SUPPLIED TEXT:
[Start of section]

When Gandhi arrived in South Africa, he thought of himself as "a Briton first, and an Indian second." Gandhi faced discrimination because of his skin color and heritage, like all people of color. He was not allowed to sit with white passengers in the stagecoach and was told to sit on the floor near the driver, then beaten when he refused. He found the prejudice against Indians from white people humiliating. He struggled to understand how some people can feel superiority or pleasure in such inhumane practices. Gandhi was not interested in politics until he was thrown out of a train coach because of his skin color by a white train official.

He entered politics by forming the Natal Indian Congress. Gandhi, at age 24, prepared a legal brief for the Natal Assembly in 1895, seeking voting rights for Indians. Gandhi cited race history and argued that Indians should not be grouped with the Africans. According to Ashwin Desai and Goolam Vahed, Gandhi's views on racism are contentious, and in some cases, painful. During a speech in September 1896, Gandhi complained that the whites in the British colony of South Africa were degrading Indian Hindus and Muslims to "a level of Kaffir". Scholars cite it as an example of evidence that Gandhi at that time thought of Indians and African Americans and Black South Africans differently.

According to Nelson Mandela, Gandhi and his colleagues served and helped Black Africans as nurses and by opposing racism. In South Africa, Gandhi raised a family and first employed nonviolent resistance in a campaign for civil rights. The public image of Gandhi has been reinvented since his assassination as if he was always a saint, when his life was more complex, contained inconvenient truths, and was one that evolved. In contrast, other Africa scholars state the evidence points to a rich history of cooperation and efforts by Indian people with nonwhite South Africans against the persecution of Africans and the Apartheid after his murder. When the British declared war against the Zulu Kingdom in Natal, Gandhi sympathized with the Zulu community and encouraged the Indian volunteers to help as an ambulance unit. He argued that Indians should participate in the war efforts to change attitudes and perceptions of the British people against people of color.

Gandhi, a group of 20 Indians and African people of South Africa, volunteered as a stretcher-bearer corps to treat wounded British soldiers and the Zulu victims. Whites stopped Gandhi and the team from treating the injured Zulu, and some African stretcher-bearers were killed by the British. The medical team commanded by Gandhi operated for less than two months. Gandhi volunteering to help as a "staunch loyalist" during the Zulu and other wars made no difference in the British attitude. The African experience was a part of his great disillusionment with the West, transforming him into an "uncompromising non-cooperator." In 1910, Gandhi and Hermann Kallenbach established "Tolstoy Farm," an idealistic community near Johannesburg. There he nurtured his policy of peaceful resistance.

In 1915, aged 45, he returned to India. He set about organizing peasants, farmers, and urban laborers to protest land tax and discrimination. Assuming leadership of the Indian National Congress in 1921, Gandhi led nationwide campaigns for easing poverty, expanding women's rights. He built religious and ethnic amity, ending untouchability, and above all for achieving Swaraj or self-rule. Gandhi employed nonviolent resistance to lead the successful campaign for India's independence from British Rule and inspired civil rights and freedom movements across the world.

African American nonviolent leaders of the American Civil Rights movement were inspired by him.  Howard Thurman met with Gandhi in 1935, Benjamin Mays in 1936, and William Stuart Nelson in 1946.  Bayard Rustin, James Lawson, and Mordecai Johnson had also visited India.

Gandhi was shot and killed by the Hindu fanatic Nathuram Godse on January 30, 1948. South African apartheid became law two years later.  Martin Luther King Jr. first employed nonviolent direct action strategies in the 1955 to 1956 Montgomery bus boycott. After Black South Africans gained the right to vote in South Africa (1994), Gandhi was proclaimed a national hero with numerous monuments.

[End of section]

SOURCE MATERIAL:

[Start of section]

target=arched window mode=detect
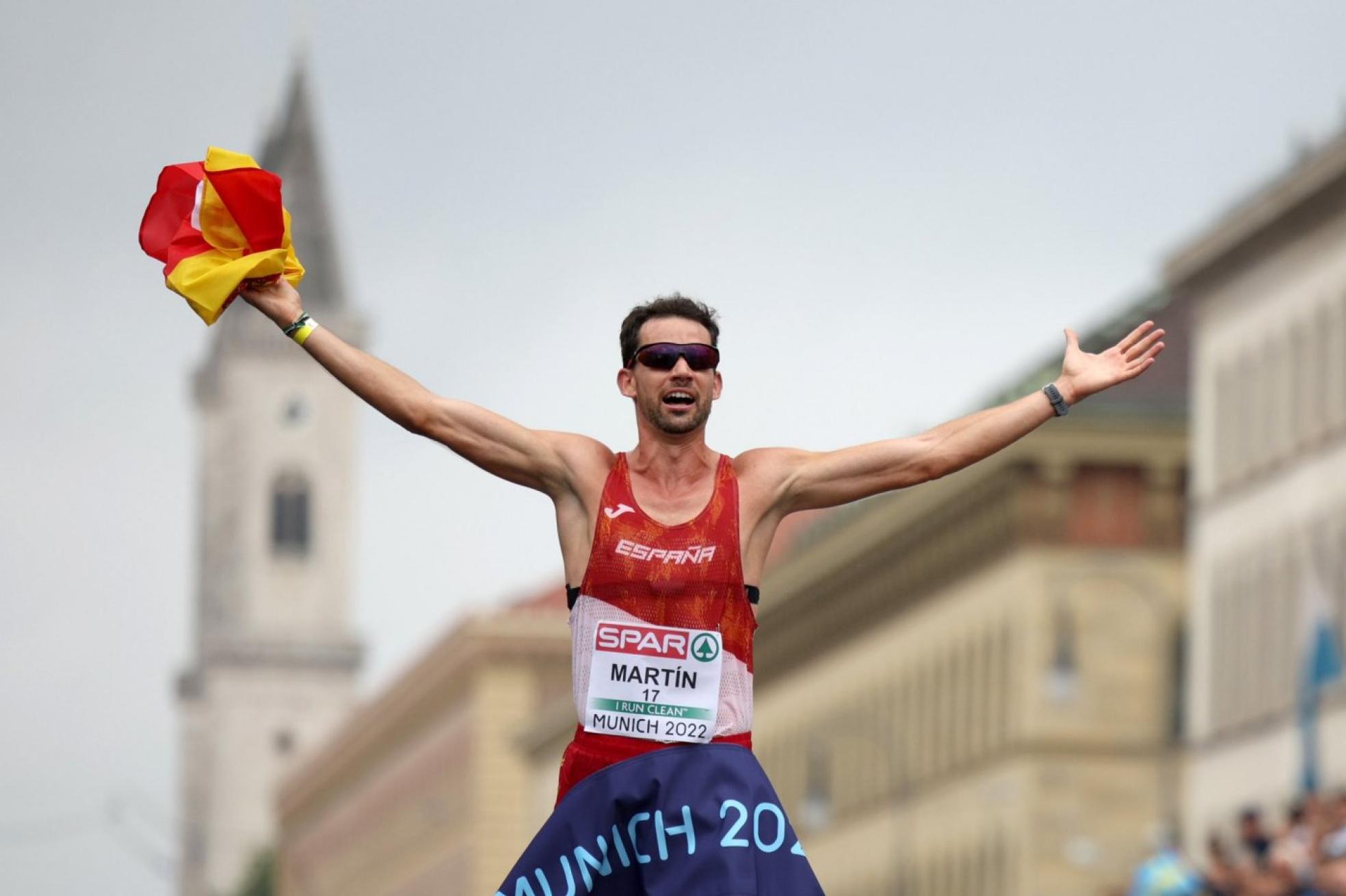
[271,472,313,557]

[End of section]

TASKS TO CARRY OUT:
#1 Copy the Gandhi passage from "African American nonviolent" to "also visited India." word for word.
#2 List the African American civil rights leaders whom the Gandhi passage names as having met Gandhi or visited India.
#3 Using the Gandhi passage, answer:
(a) With whom did Gandhi establish Tolstoy Farm?
(b) At what age did Gandhi return to India?
(c) Who shot and killed Gandhi?

ANSWERS IN ORDER:
#1
African American nonviolent leaders of the American Civil Rights movement were inspired by him.  Howard Thurman met with Gandhi in 1935, Benjamin Mays in 1936, and William Stuart Nelson in 1946.  Bayard Rustin, James Lawson, and Mordecai Johnson had also visited India.

#2
Howard Thurman
Benjamin Mays
William Stuart Nelson
Bayard Rustin
James Lawson
Mordecai Johnson

#3
(a) Hermann Kallenbach
(b) 45
(c) Nathuram Godse